__Given task__.
Output all of the entries below precisely as written.

═══ Extracted entries ═══

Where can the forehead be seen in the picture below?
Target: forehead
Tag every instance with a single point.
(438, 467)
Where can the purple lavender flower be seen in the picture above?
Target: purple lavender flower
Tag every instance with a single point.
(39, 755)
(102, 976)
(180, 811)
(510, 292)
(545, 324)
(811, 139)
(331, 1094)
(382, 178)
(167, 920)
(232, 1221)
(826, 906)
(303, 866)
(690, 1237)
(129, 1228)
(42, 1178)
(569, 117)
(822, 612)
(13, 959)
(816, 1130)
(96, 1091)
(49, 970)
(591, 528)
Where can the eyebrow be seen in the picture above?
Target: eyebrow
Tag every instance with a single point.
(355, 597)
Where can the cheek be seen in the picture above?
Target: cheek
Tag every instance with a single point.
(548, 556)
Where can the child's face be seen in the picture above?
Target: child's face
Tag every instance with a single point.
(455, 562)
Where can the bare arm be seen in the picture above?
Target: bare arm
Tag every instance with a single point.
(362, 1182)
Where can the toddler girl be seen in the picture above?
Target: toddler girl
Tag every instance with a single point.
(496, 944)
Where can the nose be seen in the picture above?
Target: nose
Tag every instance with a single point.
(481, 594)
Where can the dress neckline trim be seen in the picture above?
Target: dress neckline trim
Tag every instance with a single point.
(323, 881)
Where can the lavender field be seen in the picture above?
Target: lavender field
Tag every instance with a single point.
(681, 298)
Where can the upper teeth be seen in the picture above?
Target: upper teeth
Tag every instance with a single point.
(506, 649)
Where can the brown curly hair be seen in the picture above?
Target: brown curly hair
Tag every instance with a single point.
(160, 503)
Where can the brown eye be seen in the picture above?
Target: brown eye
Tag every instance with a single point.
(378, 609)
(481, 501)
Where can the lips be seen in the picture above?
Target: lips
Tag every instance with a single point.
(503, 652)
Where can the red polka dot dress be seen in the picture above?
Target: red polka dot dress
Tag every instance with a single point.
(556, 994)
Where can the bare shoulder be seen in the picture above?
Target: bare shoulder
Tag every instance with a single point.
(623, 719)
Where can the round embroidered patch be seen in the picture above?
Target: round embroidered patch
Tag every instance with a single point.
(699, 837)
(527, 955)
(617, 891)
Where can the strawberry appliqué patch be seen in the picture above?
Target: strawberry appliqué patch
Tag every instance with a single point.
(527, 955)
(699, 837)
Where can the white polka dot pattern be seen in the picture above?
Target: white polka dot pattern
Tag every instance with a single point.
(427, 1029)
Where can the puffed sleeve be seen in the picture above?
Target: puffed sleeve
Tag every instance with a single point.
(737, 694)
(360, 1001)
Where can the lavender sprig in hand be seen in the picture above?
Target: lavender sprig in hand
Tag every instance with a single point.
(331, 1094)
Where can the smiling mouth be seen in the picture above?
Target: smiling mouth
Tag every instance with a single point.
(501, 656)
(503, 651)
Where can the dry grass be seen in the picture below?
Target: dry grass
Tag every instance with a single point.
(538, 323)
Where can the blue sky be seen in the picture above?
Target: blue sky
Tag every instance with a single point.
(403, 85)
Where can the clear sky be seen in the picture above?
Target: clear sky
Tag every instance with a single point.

═══

__Exercise solution__.
Where can the forehead be seen in the picture below?
Target: forehead
Tag every instance with a single point.
(438, 467)
Where can the purple lavender flower be seen in the picture above?
Target: purple lavender flower
Tag every instance with a single point.
(39, 755)
(102, 976)
(180, 811)
(510, 292)
(545, 324)
(811, 139)
(331, 1094)
(382, 178)
(167, 920)
(232, 1221)
(826, 906)
(303, 866)
(690, 1237)
(129, 1228)
(42, 1178)
(569, 117)
(822, 612)
(13, 959)
(816, 1130)
(96, 1091)
(49, 970)
(591, 528)
Where can the eyebrow be seen in the picture above?
Target: eyebrow
Tag every instance with a single point.
(355, 597)
Where can the cheek be seen in the picture above?
Target: cheek
Tag every instance with a single point.
(548, 556)
Where can the child's face be seen in the picture above?
Target: child's face
Tag every instance with a single point.
(455, 562)
Where can the bare arm be seen in the picture above?
Target: bare arm
Tag every instance with a single point.
(362, 1182)
Where can the toddler girl be seen in the picture above?
Target: toddler girl
Tag every instance with a single point.
(496, 944)
Where can the nose be seen in the picture above?
Target: nose
Tag every instance with a single point.
(481, 594)
Where can the dress neckline trim be seen in the picture above?
Target: dress neckline trim
Tag every instance with a single point.
(323, 881)
Where can the lavender field be seen in the picture above?
Target: lavender field
Tag every instance with a single point.
(681, 298)
Where can the upper teeth be seen in the picture above?
Target: upper teeth
Tag every instance with a single point.
(506, 649)
Where can the brown curly hair be seen in the picture above?
Target: brown curly hair
Tag every instance with a single point.
(160, 503)
Where can the brown eye be seen in the picture above?
Target: brown eye
Tag every instance with a single point.
(378, 609)
(481, 501)
Where can the lips be seen in the picture above?
Target: lips
Tag every instance with a single point.
(503, 652)
Where can the red polka dot dress be seen in the picture above?
Target: red polka dot dress
Tag every instance with a single point.
(556, 994)
Where can the bare shoulder be seen in the picture above?
Target: bare shoulder
Tag every instance with a single point.
(623, 719)
Where can the round embroidered patch be seen in the picture above?
Target: round embroidered patch
Tag every instance with a single point.
(699, 837)
(527, 955)
(617, 891)
Where can the strawberry appliqué patch be seen in the picture above?
Target: strawberry appliqué patch
Tag every instance with a single point.
(527, 955)
(699, 837)
Where can the white polka dot pattern be seen in the picture above?
Target: white polka dot pattern
Tag every instance with a single point.
(427, 1029)
Where can the puffed sleeve be seen in the picture above?
Target: puffed sleeve
Tag every instance with a single point.
(737, 694)
(360, 1001)
Where can the lavender sprig in hand be seen in the picture above?
Target: lavender sprig in hand
Tag every instance with a single point.
(331, 1094)
Where can the smiling mouth be seen in the picture above?
Target: smiling mouth
Tag every instance with a single point.
(501, 656)
(503, 651)
Where can the dry grass be seen in the picture below?
Target: dry grass
Tag every instance with a single point.
(538, 323)
Where can the blue sky be seen in the picture above?
Target: blue sky
Tag every instance with a single point.
(403, 85)
Where can the clear sky be seen in the picture above?
Target: clear sky
Tag every instance with a single point.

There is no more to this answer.